### Directions
Shift every answer coordinate by -20 and write out again the stretch of rows from the line containing "of the saxophone" through the end of the rows, leaving all other text and the sample values unchanged.

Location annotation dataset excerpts
>>>>>
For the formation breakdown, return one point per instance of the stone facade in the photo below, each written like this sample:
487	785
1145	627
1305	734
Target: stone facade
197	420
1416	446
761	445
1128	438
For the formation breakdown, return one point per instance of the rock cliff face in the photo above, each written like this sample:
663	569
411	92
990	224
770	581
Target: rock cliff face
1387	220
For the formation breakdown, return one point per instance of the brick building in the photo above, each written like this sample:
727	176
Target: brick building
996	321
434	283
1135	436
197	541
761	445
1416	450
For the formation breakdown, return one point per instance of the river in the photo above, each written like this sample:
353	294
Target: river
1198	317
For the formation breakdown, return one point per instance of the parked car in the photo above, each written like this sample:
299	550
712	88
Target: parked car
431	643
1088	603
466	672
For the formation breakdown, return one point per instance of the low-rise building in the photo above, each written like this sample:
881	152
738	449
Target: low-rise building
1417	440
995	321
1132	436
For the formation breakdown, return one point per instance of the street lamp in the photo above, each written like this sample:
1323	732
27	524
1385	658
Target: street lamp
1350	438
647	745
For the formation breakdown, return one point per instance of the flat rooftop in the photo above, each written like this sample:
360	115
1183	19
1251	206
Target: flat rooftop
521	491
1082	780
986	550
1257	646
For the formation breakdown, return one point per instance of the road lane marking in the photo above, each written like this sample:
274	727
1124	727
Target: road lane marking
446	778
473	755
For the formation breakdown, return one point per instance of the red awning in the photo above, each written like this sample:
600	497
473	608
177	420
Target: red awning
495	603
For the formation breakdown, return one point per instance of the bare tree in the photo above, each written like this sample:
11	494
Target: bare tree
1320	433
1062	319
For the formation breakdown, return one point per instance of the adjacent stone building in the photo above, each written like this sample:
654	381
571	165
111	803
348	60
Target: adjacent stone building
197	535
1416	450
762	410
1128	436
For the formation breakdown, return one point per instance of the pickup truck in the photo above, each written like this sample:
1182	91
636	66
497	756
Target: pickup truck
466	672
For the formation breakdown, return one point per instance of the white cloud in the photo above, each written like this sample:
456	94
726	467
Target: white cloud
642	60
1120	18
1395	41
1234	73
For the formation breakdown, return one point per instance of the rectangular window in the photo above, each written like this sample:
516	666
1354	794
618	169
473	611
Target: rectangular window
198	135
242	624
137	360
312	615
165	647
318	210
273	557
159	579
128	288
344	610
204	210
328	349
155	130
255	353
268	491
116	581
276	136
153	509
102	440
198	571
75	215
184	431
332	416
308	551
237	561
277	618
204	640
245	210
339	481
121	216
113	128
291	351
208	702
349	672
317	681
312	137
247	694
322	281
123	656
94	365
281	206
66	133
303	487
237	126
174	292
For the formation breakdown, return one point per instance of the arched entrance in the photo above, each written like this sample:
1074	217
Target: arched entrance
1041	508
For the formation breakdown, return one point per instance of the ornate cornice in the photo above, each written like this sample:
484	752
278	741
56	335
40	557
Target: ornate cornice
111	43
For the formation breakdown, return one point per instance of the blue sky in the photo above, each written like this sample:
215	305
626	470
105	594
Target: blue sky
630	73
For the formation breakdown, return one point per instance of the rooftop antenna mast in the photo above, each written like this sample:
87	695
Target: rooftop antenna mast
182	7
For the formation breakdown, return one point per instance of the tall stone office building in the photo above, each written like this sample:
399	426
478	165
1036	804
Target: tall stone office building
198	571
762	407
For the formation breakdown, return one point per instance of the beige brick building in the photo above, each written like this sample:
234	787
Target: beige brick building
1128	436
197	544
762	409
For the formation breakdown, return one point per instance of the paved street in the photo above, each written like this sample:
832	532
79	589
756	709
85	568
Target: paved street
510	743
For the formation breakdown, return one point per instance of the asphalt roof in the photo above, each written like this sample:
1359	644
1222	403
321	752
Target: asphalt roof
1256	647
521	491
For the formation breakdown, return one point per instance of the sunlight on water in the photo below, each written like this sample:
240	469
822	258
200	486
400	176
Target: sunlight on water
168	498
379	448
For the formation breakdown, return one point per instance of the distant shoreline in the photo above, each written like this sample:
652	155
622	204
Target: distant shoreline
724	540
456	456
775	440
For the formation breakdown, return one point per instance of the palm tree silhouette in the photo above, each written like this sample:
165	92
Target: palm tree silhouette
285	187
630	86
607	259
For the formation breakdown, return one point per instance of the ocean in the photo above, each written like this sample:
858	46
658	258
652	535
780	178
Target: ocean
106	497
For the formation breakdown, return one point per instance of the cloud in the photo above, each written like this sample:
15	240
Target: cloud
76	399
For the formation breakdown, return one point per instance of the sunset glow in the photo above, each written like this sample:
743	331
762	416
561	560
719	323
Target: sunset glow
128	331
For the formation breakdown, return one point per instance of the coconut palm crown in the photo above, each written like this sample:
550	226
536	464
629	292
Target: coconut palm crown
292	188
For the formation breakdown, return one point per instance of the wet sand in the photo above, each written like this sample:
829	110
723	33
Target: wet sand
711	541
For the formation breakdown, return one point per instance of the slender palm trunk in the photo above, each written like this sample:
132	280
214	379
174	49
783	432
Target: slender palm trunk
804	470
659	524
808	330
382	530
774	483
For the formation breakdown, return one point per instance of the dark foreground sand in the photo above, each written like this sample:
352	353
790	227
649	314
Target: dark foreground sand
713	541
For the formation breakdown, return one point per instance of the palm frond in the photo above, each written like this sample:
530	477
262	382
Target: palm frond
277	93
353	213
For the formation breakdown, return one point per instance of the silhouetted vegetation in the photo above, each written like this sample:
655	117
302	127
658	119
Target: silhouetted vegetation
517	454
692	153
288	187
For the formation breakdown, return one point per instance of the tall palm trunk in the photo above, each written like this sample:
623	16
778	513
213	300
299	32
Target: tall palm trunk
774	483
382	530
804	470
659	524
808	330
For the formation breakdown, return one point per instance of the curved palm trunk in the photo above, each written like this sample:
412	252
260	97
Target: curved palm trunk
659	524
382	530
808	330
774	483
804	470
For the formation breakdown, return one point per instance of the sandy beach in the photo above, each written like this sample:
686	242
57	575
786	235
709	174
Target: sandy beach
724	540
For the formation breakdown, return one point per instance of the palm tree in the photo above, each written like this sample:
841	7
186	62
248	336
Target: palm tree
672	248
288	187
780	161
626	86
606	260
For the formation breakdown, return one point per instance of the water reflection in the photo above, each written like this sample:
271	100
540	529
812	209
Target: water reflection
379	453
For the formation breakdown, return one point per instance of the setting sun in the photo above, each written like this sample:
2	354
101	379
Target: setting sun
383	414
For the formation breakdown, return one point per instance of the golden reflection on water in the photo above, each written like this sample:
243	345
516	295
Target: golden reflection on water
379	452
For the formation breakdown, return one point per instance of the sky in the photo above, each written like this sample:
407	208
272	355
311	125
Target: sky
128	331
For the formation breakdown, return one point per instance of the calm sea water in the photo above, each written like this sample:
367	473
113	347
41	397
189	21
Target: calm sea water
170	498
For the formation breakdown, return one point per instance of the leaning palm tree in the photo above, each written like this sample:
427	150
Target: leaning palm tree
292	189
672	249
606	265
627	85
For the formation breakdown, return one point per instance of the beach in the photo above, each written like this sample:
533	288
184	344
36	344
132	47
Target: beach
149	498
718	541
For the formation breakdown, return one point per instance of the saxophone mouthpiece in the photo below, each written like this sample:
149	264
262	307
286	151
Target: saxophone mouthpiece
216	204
<<<<<
### Answer to the exercise
For the formation breakdown, return one point per instance of the saxophone mouthpiece in the photo below, each written like this sample:
149	264
262	307
286	151
Target: saxophone mouthpiece
196	184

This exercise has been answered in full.